*Instruction*
Using the passage on property-based testing in Python, explain in one to three sentences why Hypothesis reported -1.0 as its falsifying example instead of some other negative number.

*Passage to read*
========================================================================

This is a great use-case for property-based testing. Rather than specifying the test examples manually, with property-based testing you specify the kinds of inputs you want (integers), and then the property you expect to hold for those inputs (not equal to zero). Property-based testing will feel familiar if you’ve ever used the Haskell library QuickCheck, or formal specification tools like Z or B. You can also think of it as a mix of unit-testing and fuzz testing, if you squint a bit.

In Python, property-based testing is provided by the Hypothesis library. Don’t worry, though, you don’t have to learn a whole new testing framework – Hypothesis runs as a pytest plugin, letting you write and run property tests without any extra configuration. In fact, the only difference is in how a test gets its input.

Berked Example

What if we have a function, extract_float, whose job is to find a float in a string and return it:

# my_pkg.__init__
import re
def extract_float(string: str):
    if match := re.search(r"\d+(?:\.\d+)?",string):
        return float(match[0])

This code looks like an OK first attempt - we take our string, pass it to some inscrutable regex we copied off StackOverflow, and convert the result to a float5.

Let’s write a simple pytest test case for this:

def test_extract_float():
    f = 1.2345
    s = f"My float is {f}"
    assert my_pkg.extract_float(s) == f

If you write this out and run it, it passes! Job’s a good’un. But before we crack open the champagne, let’s see how we might write the same test with Hypothesis:

from hypothesis import given
from hypothesis.strategies import floats

@given(floats())
def test_extract_float_better(test_float):
    s = f"My float is {test_float}"
    assert my_pkg.extract_float(s) == test_float

Running pytest as before, we get a load of output – extracting the relevant parts, we see:

------------------------- Hypothesis --------------------------
Falsifying example: test_extract_float_better(
    test_float=-1.0,
)

Merde. Well, that’s fine, we just need to add the possibility of negative floats to our regex: r"-?\d+(?:\.\d+)?". Notice that Hypothesis has given us a very nice number to work with, -1; it could have chosen any negative number, but when it finds a falsifying example, it then tries to simplify it, narrowing down the cause of the failure and making our lives a little easier6.

When we fix that and run it we again find:

------------------------------- Hypothesis -------------------------------
Falsifying example: test_extract_float_better(
    test_float=1e+16,
)

========================================================================

*Given information*
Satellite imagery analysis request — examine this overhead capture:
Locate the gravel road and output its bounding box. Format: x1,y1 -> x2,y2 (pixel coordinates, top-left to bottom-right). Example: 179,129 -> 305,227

========================================================================

*Reply*
When Hypothesis finds a falsifying example, it tries to simplify it, which narrows down the cause of the failure and makes the problem easier to work with. So although it could have chosen any negative number, it gave the simple value -1.